> Trecho extraído
JB, Cidade, p. A17-A18
13 de Jun de 2004

O cinza dos mais pobres
Relatório em CD-ROM da UFRJ revela que populações carentes são as que mais sofrem com poluição no Rio

Gustavo de Almeida

As populações de baixa renda no Estado do Rio de Janeiro são as mais afetadas pelos conflitos ambientais entre o poder público e indústrias poluidoras. Esta é a principal e mais preocupante conclusão do estudo intitulado Mapa da Justiça Ambiental no Estado do Rio de Janeiro, que foi enviado na semana passada em formato CD-ROM às principais autoridades na área de meio ambiente (Ministério Público estadual, comissões legislativas, secretarias estaduais e organizações não-governamentais) e em breve estará disponível na internet. O trabalho, coordenado pelo Instituto de Pesquisa e Planejamento Urbano e Regional (Ippur) da UFRJ, levantou nada menos que 251 registros de conflitos ambientais ocorridos em 49 municípios do Estado, entre 1992 e 2002.
A Fundação Estadual de Engenharia do Meio Ambiente (Feema) e o Ministério Público Estadual tiveram ampla participação na elaboração do trabalho, apoiando os pesquisadores da Federação de Órgãos para Assistência Social e Educacional (Fase), organização não-governamental que trabalhou em duas frentes. Ao ar livre, fotografando e verificando locais de despejos de resíduo ou mesmo de desastres ambientais, e destrinchando processos e ações civis públicas nos ministérios públicos estadual e federal. A Feema e a Divisão de Recursos Minerais do Estado do Rio também abriram seus arquivos, revelando registros de centenas de problemas ambientais.

> Dados fornecidos
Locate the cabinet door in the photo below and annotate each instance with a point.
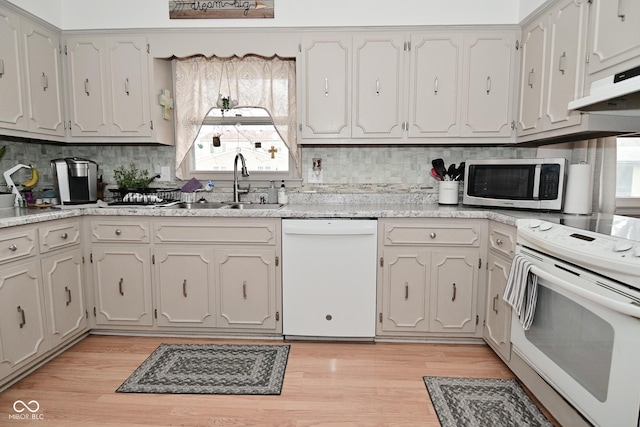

> Seu objetivo
Redigite parte do trecho extraído sobre a poluição no Rio, começando nas palavras que contêm "Gustavo de Almeida" e parando logo depois de "1992 e 2002.". As linhas apresentadas não são necessárias para esta tarefa.

> O resultado
Gustavo de Almeida

As populações de baixa renda no Estado do Rio de Janeiro são as mais afetadas pelos conflitos ambientais entre o poder público e indústrias poluidoras. Esta é a principal e mais preocupante conclusão do estudo intitulado Mapa da Justiça Ambiental no Estado do Rio de Janeiro, que foi enviado na semana passada em formato CD-ROM às principais autoridades na área de meio ambiente (Ministério Público estadual, comissões legislativas, secretarias estaduais e organizações não-governamentais) e em breve estará disponível na internet. O trabalho, coordenado pelo Instituto de Pesquisa e Planejamento Urbano e Regional (Ippur) da UFRJ, levantou nada menos que 251 registros de conflitos ambientais ocorridos em 49 municípios do Estado, entre 1992 e 2002.